**EXERCISE DIRECTIONS**
Reproduce everything in the LeVCS report from "- Replication is" down to "of a decade.", word for word.

18 KiB
LeVCS: A Technical Report
Status: v0.1.0 — protocol substrate complete, workflow surface deferred. Audience: engineers evaluating LeVCS for their own projects, or designing the workflow tooling that will sit on top of it.
TL;DR
- LeVCS is a distributed version control system in the same lineage as git, fossil, pijul, and sapling — content-addressed objects, signed history, three-way merge.
- Five things are different by design: identity is in the protocol, federation is a first-class concept, the merge engine is a cascading pipeline of format-aware handlers, hashes are BLAKE3, and releases are signed objects rather than ad-hoc tags.
- It is a substrate, not a workflow tool. There is no PR review surface, no issue tracker, no CI integration, no web UI today. Those are the next layer up.
- You can host an instance on a small VPS behind nginx or Caddy. The protocol terminates over HTTP; signing is at the application layer.
- The codebase is small (~10 crates) and runs
cargo testin under a minute on a laptop. 194 tests pass at v0.1.0; baseline benchmarks are in the repo.
1. Why a new VCS?
Git is the dominant DVCS. It is also a tool that grew up in 2005 around a hashing algorithm that had visible cracks (SHA-1) and a federation model that was, fundamentally, "your remote is a URL string." Twenty years on, the world git serves looks different:
- Identity is no longer optional. Many projects need to know not just who claims to have authored a commit but who is authorized to alter the repo's history.
- Replication is more complex than push/pull. Mirrors, archives, cold-storage replicas, and read-only forks are all common — and git treats them with the same primitives as the source-of-truth remote.
- Merge conflicts are still mostly resolved at the line level. JSON, YAML, TOML, source code with semantic structure — the line-diff treatment is wrong for all of these and produces false conflicts on reformats every team has hit.
- SHA-1 is broken; git's SHA-256 transition has been "in progress" for most of a decade.
LeVCS is an attempt at a clean restart that takes the DAG model and content addressing as obvious wins, and rebuilds identity, federation, merging, and hashing as protocol-level concerns rather than conventions or sidecar tools.
2. The shape of the system
LeVCS is layered:
┌───────────────────────────────────────────────────────┐
│ Workflow tools (TBD: review, issues, web UI) │
├───────────────────────────────────────────────────────┤
│ CLI: `levcs init / commit / push / merge / release` │
├───────────────────────────────────────────────────────┤
│ Federation HTTP API (instances, mirrors, releases) │
├───────────────────────────────────────────────────────┤
│ Object model: Blob / Tree / Commit / Release / Authority │
│ Merge engine: textual → format-aware → tree-sitter │
│ Trust root: signed authority chain (Ed25519) │
│ Content addressing: BLAKE3 │
└───────────────────────────────────────────────────────┘
Five object kinds, all content-addressed by their BLAKE3 digest:
- Blob — raw file contents.

**DATASET CONTENT**
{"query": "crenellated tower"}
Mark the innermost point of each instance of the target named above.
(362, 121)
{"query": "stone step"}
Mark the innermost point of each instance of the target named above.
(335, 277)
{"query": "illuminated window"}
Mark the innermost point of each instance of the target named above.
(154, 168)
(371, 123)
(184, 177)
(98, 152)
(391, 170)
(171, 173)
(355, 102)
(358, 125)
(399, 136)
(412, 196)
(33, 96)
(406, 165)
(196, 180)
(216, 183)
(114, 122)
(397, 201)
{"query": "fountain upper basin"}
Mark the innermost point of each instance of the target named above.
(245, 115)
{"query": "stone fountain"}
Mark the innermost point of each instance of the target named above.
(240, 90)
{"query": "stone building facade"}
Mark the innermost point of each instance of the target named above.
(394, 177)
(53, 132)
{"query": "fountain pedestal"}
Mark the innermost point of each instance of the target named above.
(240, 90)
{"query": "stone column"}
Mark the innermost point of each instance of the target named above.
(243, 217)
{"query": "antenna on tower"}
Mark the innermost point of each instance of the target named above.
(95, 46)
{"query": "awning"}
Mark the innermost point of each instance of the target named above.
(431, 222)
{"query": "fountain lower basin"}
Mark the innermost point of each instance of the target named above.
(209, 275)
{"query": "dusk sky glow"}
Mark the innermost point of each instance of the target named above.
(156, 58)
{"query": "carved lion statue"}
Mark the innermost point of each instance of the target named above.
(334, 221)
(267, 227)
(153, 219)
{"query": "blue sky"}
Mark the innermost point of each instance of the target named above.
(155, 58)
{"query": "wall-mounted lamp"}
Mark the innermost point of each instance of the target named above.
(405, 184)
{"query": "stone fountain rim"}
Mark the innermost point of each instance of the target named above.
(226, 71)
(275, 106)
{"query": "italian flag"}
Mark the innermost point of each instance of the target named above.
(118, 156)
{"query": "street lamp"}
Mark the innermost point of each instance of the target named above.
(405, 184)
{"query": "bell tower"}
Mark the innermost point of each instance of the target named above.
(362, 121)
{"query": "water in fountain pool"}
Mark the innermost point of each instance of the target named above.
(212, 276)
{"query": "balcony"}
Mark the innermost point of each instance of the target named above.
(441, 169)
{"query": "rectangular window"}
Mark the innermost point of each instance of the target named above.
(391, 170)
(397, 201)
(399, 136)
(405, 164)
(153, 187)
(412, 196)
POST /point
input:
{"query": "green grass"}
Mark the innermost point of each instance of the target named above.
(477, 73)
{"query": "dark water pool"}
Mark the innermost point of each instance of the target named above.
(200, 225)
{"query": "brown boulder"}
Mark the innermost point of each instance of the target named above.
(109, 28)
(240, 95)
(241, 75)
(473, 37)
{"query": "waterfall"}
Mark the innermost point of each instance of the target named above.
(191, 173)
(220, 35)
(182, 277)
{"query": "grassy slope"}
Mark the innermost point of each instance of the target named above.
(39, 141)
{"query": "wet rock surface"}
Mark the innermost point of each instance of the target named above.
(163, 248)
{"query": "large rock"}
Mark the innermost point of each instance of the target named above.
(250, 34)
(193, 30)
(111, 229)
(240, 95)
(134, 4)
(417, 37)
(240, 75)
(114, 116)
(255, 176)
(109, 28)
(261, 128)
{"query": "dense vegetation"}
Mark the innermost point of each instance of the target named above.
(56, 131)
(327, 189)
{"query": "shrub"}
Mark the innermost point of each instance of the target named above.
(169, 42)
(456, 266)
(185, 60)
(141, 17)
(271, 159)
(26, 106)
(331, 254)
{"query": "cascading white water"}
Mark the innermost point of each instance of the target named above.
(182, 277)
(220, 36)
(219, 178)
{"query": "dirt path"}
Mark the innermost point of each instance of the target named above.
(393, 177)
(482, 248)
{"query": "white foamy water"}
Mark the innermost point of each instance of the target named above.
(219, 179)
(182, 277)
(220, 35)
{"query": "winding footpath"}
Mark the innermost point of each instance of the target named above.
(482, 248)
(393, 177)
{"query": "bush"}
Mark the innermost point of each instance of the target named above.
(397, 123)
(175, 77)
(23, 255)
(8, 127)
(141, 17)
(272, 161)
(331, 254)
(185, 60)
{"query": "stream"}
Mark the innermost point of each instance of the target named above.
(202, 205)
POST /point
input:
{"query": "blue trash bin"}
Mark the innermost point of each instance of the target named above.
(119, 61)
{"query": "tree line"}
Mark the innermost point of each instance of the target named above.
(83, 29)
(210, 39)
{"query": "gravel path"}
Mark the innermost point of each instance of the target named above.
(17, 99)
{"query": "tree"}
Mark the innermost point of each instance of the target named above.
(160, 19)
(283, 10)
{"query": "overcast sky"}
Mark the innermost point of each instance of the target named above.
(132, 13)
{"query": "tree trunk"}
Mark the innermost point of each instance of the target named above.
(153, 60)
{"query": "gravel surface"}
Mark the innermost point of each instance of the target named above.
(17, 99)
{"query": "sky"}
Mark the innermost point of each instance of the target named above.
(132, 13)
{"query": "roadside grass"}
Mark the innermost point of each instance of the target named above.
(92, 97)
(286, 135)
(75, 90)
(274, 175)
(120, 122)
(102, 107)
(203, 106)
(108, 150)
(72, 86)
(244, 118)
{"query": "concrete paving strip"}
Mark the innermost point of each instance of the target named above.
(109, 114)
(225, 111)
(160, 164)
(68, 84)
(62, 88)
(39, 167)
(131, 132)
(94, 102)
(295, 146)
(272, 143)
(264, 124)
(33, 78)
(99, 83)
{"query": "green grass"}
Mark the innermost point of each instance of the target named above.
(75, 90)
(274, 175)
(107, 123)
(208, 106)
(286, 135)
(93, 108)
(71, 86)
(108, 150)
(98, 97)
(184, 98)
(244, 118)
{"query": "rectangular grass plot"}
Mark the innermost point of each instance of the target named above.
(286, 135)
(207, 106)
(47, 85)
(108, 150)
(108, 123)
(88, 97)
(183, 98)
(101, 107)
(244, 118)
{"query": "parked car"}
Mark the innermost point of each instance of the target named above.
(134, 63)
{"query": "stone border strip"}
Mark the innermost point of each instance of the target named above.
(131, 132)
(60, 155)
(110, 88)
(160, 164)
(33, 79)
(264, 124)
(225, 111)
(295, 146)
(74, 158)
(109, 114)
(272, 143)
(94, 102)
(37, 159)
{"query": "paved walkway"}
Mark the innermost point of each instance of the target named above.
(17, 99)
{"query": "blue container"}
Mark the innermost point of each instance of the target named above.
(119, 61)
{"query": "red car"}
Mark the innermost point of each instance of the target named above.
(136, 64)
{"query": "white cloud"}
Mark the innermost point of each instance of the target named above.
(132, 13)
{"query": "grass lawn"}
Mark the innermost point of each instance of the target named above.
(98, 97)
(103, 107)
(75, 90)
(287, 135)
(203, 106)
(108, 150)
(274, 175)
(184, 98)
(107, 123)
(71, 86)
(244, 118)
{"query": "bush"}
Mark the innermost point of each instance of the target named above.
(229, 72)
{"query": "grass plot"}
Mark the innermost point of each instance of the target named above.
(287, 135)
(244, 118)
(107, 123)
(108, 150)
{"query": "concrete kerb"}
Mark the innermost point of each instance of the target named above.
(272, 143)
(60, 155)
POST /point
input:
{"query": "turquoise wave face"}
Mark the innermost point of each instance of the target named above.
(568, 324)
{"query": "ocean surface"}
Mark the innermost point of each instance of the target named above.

**OUTPUT FOR THIS TASK**
- Replication is more complex than push/pull. Mirrors, archives, cold-storage replicas, and read-only forks are all common — and git treats them with the same primitives as the source-of-truth remote.
- Merge conflicts are still mostly resolved at the line level. JSON, YAML, TOML, source code with semantic structure — the line-diff treatment is wrong for all of these and produces false conflicts on reformats every team has hit.
- SHA-1 is broken; git's SHA-256 transition has been "in progress" for most of a decade.